— BEGIN Task input —
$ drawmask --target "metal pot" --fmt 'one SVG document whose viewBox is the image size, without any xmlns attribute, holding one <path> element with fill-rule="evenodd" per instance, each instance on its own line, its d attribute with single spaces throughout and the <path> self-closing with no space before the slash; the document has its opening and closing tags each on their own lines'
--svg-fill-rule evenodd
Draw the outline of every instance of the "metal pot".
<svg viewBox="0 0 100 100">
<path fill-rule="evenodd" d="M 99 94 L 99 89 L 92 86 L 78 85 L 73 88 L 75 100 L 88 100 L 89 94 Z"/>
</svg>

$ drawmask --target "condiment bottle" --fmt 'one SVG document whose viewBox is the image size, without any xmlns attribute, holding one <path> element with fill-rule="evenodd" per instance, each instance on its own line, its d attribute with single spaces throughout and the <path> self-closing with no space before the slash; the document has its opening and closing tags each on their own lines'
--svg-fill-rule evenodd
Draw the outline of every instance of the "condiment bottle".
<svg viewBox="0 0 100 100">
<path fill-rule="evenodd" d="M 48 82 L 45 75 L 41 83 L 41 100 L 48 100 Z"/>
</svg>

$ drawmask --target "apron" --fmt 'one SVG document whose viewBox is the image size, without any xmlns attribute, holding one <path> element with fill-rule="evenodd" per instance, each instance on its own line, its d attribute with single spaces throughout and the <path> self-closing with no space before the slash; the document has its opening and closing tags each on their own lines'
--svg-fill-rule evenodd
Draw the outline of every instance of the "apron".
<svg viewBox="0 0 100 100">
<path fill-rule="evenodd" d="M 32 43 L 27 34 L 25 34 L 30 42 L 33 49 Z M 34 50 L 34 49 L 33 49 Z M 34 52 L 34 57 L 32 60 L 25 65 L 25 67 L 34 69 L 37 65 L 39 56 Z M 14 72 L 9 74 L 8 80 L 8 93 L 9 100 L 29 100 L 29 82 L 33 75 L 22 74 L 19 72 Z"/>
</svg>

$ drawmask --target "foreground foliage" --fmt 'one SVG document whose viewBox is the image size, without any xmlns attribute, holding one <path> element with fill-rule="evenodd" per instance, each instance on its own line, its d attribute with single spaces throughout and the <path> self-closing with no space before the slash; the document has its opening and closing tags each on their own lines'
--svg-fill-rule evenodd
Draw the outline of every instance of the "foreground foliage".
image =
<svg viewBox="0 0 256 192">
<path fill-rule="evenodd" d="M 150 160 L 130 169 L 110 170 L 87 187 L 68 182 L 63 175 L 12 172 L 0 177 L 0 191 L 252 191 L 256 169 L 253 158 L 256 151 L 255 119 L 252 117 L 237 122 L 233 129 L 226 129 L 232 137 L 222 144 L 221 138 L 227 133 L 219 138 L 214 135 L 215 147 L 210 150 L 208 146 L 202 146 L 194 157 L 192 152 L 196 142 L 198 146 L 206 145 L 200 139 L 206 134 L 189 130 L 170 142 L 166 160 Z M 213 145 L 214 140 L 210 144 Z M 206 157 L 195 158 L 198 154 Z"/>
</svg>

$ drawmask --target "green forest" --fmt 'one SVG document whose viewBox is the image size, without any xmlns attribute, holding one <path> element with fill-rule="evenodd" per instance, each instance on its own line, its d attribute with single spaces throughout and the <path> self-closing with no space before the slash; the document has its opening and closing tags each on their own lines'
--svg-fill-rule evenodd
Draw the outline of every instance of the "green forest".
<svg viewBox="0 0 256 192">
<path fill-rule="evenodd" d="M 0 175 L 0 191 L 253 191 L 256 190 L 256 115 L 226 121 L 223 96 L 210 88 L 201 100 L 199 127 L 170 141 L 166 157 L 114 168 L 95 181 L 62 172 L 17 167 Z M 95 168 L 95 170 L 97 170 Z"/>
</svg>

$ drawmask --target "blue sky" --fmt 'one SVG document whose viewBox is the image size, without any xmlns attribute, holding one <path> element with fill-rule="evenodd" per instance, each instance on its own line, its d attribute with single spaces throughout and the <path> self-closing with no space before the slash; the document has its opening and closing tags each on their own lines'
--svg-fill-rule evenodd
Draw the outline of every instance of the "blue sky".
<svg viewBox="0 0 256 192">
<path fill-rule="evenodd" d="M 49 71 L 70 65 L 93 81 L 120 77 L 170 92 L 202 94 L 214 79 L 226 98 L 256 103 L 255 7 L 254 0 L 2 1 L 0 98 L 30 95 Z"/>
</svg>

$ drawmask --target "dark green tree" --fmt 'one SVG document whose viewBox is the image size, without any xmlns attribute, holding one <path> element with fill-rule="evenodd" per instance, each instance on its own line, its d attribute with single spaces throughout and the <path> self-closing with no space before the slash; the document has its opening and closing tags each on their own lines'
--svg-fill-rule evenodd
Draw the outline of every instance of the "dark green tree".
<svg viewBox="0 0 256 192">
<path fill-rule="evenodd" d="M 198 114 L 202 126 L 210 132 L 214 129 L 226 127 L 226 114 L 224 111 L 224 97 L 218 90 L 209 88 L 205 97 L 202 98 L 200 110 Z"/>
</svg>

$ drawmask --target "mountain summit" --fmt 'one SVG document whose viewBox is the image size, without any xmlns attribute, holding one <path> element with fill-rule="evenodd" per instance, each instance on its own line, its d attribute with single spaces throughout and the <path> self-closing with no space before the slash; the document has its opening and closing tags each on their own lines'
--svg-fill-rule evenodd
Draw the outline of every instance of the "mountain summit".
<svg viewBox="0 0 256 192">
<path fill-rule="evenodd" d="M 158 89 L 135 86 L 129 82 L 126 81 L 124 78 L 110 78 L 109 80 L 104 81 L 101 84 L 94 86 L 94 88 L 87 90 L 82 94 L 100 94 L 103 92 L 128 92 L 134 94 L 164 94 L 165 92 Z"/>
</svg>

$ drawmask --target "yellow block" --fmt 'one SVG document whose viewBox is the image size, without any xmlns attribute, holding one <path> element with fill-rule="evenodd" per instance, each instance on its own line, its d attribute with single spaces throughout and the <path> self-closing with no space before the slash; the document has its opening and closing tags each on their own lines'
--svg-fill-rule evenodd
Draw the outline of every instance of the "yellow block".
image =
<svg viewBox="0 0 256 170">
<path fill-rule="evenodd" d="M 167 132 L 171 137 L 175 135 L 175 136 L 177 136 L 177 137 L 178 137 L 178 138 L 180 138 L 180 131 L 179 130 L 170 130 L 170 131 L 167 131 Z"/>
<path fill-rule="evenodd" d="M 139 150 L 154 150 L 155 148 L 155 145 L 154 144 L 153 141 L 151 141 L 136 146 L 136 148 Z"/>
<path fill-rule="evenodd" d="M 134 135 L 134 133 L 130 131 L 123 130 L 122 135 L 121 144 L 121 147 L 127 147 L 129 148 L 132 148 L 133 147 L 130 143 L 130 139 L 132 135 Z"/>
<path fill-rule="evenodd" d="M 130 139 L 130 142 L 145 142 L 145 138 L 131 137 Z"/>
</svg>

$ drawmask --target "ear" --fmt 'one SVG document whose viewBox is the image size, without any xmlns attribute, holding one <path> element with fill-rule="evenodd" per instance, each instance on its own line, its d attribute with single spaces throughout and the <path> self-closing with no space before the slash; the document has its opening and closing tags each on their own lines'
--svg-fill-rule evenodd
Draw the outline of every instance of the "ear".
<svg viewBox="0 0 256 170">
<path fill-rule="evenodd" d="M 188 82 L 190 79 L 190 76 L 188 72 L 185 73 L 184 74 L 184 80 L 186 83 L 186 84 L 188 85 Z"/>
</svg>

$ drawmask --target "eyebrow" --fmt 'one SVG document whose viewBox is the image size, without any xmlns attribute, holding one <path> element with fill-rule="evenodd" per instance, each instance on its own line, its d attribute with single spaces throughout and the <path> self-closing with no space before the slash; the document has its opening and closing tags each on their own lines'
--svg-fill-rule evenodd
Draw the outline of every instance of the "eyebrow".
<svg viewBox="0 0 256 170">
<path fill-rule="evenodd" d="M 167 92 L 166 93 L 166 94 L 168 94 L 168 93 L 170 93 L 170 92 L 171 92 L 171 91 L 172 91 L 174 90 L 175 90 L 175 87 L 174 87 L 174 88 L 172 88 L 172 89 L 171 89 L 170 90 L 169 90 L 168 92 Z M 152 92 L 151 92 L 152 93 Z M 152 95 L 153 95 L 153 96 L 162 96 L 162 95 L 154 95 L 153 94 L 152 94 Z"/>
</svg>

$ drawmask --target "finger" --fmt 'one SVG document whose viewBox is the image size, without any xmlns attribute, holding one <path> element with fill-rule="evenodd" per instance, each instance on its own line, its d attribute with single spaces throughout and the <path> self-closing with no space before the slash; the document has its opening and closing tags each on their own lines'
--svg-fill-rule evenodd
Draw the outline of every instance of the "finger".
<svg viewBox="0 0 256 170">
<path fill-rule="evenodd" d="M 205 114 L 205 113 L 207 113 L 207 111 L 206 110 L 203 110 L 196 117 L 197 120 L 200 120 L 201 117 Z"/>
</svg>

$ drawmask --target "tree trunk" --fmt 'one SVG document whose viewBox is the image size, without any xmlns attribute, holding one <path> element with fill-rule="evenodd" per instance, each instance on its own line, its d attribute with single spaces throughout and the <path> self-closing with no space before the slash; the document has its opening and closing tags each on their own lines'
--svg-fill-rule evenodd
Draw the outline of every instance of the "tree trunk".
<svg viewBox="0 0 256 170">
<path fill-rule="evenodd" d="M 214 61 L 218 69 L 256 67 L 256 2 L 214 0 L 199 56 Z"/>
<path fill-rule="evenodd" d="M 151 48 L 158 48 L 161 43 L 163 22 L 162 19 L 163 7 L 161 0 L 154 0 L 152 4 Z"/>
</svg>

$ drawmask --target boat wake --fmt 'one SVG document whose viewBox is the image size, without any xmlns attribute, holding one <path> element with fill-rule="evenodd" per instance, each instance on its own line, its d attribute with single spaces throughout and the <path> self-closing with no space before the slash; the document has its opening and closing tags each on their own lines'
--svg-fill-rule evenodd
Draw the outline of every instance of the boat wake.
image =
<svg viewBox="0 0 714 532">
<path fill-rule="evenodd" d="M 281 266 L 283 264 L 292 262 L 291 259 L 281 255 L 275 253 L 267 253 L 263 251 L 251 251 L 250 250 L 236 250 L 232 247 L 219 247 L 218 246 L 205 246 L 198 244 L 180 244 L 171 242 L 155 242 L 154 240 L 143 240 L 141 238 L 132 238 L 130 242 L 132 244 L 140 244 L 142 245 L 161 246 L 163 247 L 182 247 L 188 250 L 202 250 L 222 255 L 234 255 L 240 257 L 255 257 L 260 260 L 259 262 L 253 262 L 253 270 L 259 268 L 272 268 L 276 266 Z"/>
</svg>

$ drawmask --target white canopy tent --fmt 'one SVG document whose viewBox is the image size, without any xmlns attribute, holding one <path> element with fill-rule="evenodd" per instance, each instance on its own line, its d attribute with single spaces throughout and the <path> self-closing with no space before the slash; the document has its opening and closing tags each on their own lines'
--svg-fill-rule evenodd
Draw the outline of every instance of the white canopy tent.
— END Task input —
Exercise prompt: Locate every line in the material above that contains the word "apron" and copy each such line. Case counts.

Full output:
$ drawmask --target "apron" --fmt 'one SVG document whose viewBox is the image size, without any xmlns attribute, holding one <path> element with fill-rule="evenodd" per instance, each instance on its own line, its d attribute with single spaces throughout and the <path> self-closing with no space before the slash; the document has its opening and closing tags each on their own lines'
Draw the outline of every instance of the "apron".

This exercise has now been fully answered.